<<<<

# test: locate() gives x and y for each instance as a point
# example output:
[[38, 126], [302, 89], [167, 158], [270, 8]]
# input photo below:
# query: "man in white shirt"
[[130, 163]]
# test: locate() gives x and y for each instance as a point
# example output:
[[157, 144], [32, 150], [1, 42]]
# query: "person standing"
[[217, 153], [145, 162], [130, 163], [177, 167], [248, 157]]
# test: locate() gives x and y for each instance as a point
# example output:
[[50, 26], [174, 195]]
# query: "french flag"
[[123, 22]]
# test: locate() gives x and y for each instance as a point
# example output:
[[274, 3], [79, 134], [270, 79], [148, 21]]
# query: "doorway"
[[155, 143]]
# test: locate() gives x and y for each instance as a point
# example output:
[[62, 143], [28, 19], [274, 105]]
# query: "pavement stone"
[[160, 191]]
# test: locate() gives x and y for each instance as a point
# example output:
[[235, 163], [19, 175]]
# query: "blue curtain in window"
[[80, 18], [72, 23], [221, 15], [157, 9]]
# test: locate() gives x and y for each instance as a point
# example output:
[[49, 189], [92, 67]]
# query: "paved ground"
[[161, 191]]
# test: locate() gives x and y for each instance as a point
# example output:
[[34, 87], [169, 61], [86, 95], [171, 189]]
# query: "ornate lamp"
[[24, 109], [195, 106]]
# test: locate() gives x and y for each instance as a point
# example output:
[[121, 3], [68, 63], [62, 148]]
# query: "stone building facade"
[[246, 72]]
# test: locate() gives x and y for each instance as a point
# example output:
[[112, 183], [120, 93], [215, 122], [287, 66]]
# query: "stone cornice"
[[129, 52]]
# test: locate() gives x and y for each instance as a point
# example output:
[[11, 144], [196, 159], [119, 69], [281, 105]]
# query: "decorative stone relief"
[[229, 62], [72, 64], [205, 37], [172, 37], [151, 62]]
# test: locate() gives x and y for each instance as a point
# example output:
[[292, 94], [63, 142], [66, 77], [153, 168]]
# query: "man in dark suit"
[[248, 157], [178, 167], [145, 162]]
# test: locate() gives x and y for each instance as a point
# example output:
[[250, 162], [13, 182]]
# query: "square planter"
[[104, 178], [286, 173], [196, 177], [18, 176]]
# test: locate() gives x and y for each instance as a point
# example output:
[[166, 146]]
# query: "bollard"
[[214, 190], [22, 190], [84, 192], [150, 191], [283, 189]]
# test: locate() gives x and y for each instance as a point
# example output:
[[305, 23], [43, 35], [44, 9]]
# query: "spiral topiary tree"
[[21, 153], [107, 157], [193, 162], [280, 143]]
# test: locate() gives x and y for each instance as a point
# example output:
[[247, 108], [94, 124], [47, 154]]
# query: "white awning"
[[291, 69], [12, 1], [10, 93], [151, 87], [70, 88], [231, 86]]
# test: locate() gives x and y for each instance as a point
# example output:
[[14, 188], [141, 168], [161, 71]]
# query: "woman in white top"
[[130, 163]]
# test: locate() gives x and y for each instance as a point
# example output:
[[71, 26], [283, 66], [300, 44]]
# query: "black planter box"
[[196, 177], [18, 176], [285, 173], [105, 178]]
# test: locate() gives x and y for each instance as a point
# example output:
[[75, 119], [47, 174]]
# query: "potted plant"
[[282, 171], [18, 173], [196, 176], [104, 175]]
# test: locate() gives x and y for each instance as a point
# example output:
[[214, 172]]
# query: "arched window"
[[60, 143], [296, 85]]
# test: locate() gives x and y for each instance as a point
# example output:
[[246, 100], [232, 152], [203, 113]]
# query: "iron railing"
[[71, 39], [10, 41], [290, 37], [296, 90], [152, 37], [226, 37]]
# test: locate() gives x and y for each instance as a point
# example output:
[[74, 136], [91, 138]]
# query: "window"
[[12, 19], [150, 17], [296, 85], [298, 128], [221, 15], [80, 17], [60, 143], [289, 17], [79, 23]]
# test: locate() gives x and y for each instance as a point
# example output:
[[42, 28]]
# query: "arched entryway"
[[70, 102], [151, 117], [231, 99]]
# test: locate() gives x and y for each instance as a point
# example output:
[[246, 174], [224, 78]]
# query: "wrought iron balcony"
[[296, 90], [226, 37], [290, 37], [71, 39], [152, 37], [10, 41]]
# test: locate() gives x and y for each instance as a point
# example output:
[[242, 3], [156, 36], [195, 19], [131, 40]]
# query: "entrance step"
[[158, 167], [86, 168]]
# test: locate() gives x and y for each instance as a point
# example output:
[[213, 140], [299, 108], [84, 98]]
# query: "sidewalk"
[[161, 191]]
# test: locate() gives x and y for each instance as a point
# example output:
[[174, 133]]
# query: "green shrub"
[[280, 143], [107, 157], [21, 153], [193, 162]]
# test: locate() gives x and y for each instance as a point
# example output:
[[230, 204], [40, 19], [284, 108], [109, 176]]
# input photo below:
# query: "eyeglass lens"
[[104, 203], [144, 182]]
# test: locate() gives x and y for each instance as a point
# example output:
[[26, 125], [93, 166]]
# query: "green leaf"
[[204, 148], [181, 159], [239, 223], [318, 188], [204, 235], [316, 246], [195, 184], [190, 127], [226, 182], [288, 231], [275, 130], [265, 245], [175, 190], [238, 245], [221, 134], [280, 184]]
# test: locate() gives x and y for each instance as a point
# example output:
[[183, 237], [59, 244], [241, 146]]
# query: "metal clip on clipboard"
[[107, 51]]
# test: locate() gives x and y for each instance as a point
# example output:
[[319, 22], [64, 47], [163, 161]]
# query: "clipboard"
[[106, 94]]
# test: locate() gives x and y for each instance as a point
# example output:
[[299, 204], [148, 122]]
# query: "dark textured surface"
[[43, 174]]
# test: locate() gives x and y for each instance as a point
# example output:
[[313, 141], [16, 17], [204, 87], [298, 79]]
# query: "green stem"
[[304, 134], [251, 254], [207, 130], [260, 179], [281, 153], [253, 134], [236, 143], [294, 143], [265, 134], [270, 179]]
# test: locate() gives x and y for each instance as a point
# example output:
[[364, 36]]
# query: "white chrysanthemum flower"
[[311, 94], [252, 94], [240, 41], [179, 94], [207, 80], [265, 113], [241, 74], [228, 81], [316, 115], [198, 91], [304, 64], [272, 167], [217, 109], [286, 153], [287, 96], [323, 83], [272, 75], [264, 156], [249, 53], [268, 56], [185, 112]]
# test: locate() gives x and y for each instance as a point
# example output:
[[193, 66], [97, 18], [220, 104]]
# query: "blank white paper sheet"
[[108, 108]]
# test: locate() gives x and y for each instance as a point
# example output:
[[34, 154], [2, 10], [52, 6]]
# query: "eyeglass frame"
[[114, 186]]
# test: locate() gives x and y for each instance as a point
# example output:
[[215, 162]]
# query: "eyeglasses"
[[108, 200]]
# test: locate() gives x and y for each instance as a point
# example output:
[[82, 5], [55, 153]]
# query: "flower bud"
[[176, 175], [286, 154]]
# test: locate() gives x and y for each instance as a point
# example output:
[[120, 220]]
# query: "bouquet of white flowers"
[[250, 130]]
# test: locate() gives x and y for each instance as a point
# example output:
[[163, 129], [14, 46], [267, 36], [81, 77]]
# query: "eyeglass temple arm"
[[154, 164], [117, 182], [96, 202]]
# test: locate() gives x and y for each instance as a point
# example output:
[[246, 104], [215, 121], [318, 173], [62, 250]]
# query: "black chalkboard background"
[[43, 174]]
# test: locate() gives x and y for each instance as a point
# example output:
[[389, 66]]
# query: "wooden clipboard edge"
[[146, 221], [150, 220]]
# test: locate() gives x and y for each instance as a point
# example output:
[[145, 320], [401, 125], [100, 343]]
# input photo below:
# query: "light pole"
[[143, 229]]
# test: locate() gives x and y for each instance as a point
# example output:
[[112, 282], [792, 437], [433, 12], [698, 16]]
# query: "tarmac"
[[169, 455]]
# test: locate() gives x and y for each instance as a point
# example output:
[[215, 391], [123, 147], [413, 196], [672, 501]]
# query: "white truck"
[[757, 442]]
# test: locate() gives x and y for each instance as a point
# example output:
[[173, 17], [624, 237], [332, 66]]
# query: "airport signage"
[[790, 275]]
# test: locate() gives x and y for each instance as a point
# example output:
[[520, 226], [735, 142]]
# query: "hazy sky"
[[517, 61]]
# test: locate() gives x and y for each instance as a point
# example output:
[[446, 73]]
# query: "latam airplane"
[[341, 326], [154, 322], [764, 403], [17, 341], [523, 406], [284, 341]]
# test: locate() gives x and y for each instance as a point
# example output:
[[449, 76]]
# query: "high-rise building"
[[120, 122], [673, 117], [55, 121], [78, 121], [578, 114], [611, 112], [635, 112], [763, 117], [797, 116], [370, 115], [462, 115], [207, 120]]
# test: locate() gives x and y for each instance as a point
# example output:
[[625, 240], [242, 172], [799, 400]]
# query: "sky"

>>>>

→ **Exercise details**
Among the records above, only the lines between the line holding "[[34, 154], [2, 10], [52, 6]]" and the line holding "[[82, 5], [55, 153]]", inclusive, are to be output, exactly as written.

→ **Task solution**
[[34, 154], [2, 10], [52, 6]]
# query: "eyeglass frame"
[[114, 186]]
# test: locate() gives x and y for each instance as a point
# example output:
[[215, 162]]
# query: "eyeglasses"
[[108, 200]]
# test: locate() gives x and y for each instance as a point
# example output:
[[82, 5], [55, 153]]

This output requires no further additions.